Image point grounding data

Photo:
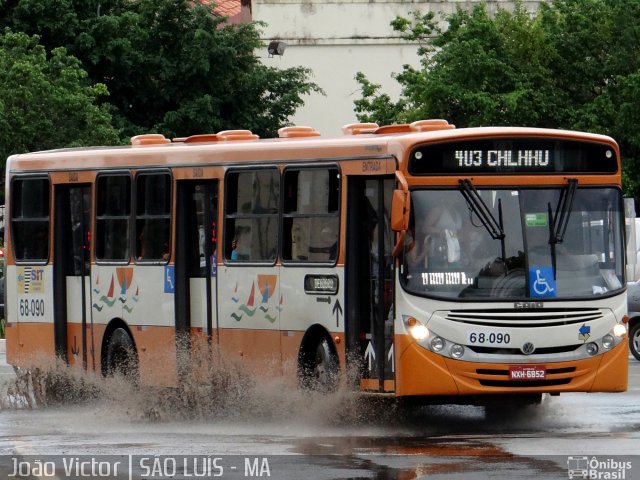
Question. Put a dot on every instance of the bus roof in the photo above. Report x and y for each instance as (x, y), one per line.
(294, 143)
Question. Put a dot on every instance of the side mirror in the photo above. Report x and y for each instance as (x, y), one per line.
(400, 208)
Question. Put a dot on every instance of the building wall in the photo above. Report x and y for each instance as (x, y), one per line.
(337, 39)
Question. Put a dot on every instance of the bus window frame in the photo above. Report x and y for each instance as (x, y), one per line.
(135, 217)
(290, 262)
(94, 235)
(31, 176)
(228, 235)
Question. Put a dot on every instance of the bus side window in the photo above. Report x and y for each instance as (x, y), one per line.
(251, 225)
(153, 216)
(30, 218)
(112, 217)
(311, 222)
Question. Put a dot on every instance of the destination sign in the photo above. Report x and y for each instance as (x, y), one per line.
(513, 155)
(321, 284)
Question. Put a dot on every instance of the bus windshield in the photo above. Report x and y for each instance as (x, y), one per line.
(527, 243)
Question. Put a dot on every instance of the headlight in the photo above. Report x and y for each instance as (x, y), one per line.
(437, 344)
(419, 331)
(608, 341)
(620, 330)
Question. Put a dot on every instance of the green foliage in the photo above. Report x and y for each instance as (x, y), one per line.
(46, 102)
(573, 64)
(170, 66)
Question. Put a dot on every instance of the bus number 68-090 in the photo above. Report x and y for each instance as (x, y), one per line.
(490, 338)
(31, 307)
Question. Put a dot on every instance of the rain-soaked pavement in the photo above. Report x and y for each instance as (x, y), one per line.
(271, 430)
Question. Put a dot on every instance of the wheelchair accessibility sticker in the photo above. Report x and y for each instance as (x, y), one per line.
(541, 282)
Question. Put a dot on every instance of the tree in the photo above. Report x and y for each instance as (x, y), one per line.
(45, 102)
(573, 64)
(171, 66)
---
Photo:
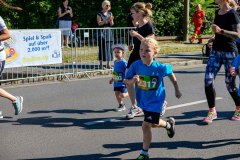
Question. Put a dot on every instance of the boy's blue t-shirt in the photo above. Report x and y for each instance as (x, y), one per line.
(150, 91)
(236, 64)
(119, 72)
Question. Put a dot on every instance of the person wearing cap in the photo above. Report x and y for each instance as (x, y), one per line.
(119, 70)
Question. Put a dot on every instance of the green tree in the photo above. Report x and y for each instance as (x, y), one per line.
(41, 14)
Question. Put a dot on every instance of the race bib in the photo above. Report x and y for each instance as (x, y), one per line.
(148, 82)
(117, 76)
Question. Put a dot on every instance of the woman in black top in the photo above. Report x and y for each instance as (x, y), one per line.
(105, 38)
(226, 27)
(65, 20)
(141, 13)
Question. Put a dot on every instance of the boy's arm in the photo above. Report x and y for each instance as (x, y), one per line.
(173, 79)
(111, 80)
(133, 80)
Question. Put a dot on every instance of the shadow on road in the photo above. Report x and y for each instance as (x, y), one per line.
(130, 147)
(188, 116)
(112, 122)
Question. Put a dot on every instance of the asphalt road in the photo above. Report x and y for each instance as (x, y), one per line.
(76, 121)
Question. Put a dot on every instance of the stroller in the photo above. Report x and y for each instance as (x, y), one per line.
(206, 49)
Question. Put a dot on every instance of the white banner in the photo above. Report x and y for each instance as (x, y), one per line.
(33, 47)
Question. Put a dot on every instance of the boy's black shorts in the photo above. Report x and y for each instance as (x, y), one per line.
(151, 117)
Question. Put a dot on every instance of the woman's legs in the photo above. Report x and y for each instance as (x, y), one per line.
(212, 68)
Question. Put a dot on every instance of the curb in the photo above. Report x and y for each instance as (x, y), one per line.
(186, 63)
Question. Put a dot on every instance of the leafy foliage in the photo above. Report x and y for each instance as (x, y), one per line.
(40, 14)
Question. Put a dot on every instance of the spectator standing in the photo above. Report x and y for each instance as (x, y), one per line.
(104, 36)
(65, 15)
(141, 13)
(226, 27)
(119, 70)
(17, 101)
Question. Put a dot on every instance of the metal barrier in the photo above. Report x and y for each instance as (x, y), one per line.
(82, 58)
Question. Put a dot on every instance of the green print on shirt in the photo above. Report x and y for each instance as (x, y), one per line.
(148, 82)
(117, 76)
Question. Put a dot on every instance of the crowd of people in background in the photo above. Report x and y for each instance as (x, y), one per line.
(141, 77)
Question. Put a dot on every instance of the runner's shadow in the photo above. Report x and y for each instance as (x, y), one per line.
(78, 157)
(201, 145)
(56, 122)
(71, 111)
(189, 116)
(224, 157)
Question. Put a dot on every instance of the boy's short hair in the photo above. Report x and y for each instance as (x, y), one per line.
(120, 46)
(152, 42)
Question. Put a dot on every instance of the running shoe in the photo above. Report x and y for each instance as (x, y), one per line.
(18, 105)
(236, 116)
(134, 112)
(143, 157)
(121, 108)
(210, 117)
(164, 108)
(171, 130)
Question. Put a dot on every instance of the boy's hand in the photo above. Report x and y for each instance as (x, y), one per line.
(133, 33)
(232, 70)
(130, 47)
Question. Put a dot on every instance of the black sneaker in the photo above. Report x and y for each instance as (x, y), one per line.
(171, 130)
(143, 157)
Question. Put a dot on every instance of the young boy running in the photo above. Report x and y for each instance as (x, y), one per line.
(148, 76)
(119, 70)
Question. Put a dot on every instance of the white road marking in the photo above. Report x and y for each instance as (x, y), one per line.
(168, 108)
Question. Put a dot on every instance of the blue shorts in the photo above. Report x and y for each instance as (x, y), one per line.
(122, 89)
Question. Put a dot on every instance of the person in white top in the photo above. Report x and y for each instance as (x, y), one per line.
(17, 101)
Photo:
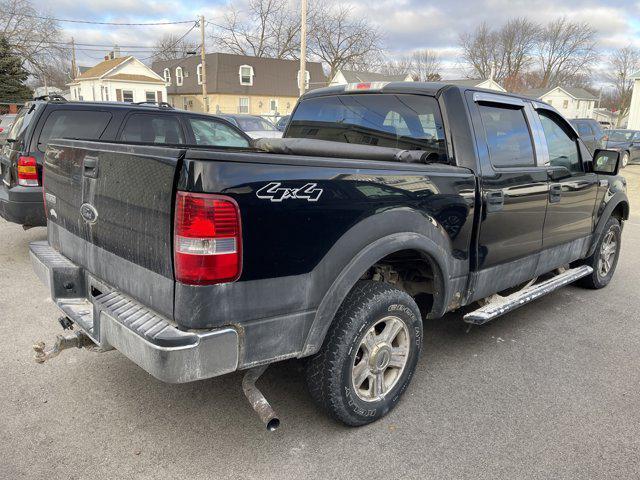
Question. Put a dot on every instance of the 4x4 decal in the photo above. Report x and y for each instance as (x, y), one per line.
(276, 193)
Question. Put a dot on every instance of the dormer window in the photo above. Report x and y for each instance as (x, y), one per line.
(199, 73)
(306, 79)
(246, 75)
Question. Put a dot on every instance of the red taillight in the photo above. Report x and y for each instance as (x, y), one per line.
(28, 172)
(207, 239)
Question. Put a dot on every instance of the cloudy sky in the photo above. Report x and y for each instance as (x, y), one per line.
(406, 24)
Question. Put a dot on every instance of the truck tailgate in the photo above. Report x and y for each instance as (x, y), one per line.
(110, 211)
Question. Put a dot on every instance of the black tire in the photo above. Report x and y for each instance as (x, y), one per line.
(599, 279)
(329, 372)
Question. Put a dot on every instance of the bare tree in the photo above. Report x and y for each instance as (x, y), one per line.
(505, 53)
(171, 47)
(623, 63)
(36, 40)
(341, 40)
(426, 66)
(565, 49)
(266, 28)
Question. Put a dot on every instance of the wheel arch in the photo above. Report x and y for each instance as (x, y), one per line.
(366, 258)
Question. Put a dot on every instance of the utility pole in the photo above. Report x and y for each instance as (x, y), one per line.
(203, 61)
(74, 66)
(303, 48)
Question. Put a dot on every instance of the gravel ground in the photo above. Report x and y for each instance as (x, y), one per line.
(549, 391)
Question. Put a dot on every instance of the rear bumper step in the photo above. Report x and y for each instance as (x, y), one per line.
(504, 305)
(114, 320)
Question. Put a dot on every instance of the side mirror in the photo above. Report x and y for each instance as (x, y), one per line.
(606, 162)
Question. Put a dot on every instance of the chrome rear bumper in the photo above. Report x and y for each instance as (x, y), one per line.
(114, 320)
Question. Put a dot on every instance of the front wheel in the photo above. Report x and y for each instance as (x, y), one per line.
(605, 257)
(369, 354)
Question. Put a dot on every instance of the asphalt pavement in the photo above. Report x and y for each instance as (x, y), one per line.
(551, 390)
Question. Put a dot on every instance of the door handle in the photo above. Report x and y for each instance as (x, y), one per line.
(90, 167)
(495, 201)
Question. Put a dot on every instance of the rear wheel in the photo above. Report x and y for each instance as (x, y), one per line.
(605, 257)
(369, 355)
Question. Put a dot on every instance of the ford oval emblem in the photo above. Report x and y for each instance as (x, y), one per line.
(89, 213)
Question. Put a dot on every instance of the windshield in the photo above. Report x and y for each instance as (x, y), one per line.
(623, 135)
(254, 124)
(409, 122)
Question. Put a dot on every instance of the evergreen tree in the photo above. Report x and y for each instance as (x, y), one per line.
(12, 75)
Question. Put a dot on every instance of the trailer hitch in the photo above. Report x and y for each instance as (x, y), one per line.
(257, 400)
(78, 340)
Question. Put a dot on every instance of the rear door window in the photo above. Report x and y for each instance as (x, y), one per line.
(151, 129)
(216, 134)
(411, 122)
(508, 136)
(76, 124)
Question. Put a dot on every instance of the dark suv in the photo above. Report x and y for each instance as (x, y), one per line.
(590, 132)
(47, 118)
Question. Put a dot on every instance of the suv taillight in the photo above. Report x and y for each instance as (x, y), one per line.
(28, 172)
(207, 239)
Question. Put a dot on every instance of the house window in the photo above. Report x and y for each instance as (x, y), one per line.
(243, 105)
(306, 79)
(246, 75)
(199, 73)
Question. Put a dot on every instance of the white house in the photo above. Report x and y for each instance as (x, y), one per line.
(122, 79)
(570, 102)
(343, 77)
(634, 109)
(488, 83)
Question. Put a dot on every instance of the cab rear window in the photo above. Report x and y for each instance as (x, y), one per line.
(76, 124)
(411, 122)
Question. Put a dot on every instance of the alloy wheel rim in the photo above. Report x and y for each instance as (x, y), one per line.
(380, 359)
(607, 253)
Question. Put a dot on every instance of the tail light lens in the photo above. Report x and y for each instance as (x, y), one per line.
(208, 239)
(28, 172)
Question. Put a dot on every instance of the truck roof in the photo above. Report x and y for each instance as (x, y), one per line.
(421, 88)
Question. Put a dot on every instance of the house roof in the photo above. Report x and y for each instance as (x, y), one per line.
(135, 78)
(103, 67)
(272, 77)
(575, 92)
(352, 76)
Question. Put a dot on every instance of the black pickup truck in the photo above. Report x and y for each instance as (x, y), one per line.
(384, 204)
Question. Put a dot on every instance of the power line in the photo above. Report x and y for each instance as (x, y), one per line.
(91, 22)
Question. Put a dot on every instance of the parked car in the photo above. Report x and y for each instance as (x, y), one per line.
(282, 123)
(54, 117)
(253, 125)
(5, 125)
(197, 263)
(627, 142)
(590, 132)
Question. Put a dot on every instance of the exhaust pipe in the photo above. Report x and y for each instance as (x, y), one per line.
---
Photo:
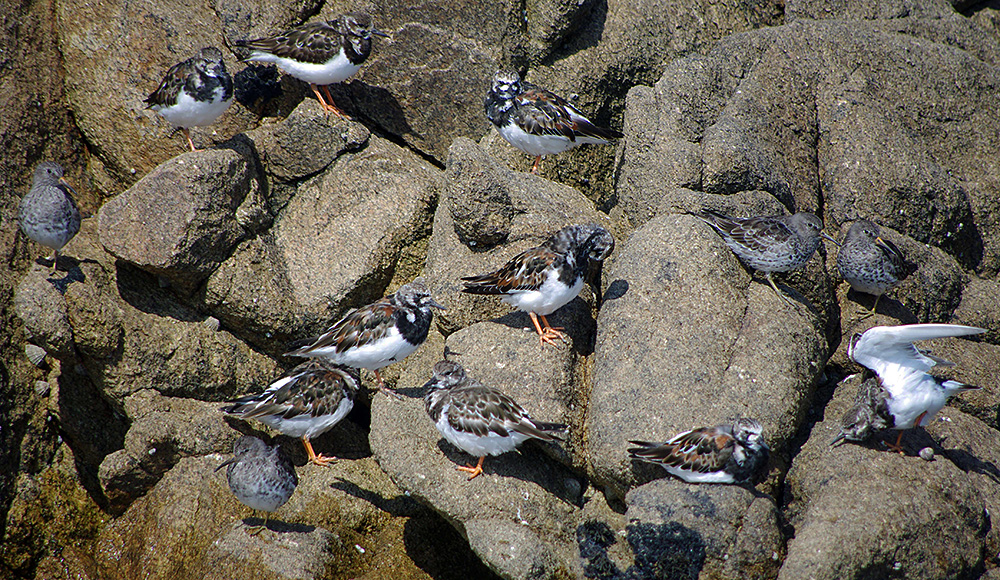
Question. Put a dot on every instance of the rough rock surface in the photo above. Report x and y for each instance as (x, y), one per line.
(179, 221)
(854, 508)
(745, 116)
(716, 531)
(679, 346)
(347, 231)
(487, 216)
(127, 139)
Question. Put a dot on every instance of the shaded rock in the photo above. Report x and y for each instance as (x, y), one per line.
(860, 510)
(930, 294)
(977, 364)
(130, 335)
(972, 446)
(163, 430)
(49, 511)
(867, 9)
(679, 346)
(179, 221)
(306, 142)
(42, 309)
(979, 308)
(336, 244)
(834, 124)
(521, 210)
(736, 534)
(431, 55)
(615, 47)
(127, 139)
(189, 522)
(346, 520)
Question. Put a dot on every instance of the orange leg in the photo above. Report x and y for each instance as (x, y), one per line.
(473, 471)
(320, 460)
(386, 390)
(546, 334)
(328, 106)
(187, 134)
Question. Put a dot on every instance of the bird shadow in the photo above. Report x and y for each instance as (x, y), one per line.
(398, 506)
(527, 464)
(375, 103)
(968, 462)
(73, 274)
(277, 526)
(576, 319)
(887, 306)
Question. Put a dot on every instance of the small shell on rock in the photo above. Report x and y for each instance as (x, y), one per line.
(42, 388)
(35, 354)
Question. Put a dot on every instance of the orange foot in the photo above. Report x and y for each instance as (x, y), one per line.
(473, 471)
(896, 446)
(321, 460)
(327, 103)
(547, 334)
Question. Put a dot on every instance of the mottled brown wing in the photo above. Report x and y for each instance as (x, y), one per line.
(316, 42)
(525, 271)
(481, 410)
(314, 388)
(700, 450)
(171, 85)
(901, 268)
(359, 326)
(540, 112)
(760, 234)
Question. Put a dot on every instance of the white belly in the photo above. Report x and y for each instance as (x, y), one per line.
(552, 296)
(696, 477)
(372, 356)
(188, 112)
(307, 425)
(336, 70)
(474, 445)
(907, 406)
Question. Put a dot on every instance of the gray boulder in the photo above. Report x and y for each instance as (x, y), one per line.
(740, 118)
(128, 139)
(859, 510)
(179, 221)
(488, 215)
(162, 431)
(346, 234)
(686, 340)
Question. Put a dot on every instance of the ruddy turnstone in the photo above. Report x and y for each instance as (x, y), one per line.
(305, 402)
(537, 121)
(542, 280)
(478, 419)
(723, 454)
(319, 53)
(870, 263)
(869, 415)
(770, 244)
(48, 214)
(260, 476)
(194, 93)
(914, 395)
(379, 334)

▸ Required action: Return word for word the lines above from the line with "Question. Put a dot on every instance of the house roof" to the line with "Question. Put a dot on every instance of the exhaust", including both and leaving out all others.

▸ Written solution:
Question. Put a dot on every instance of the house roof in the photo above. Report x and y for each instance as (x, y), one per line.
(135, 78)
(103, 67)
(272, 77)
(575, 92)
(352, 76)
Question. Put a dot on every instance of the black pickup truck in the photo above. Report x and y for each instance as (x, y), one per line.
(384, 204)
Question. Put a dot on every instance of the power line in the photo above. Report x and y for each instance as (x, y), one per line.
(91, 22)
Question. Put a dot on every instance of the parked car in the photo above. Report x and y for each instance as (x, y), one per line.
(282, 123)
(54, 117)
(253, 125)
(5, 125)
(197, 263)
(627, 142)
(590, 132)
Question. Put a dot on every instance of the exhaust pipe in the photo above. Report x and y for each instance as (x, y), one per line.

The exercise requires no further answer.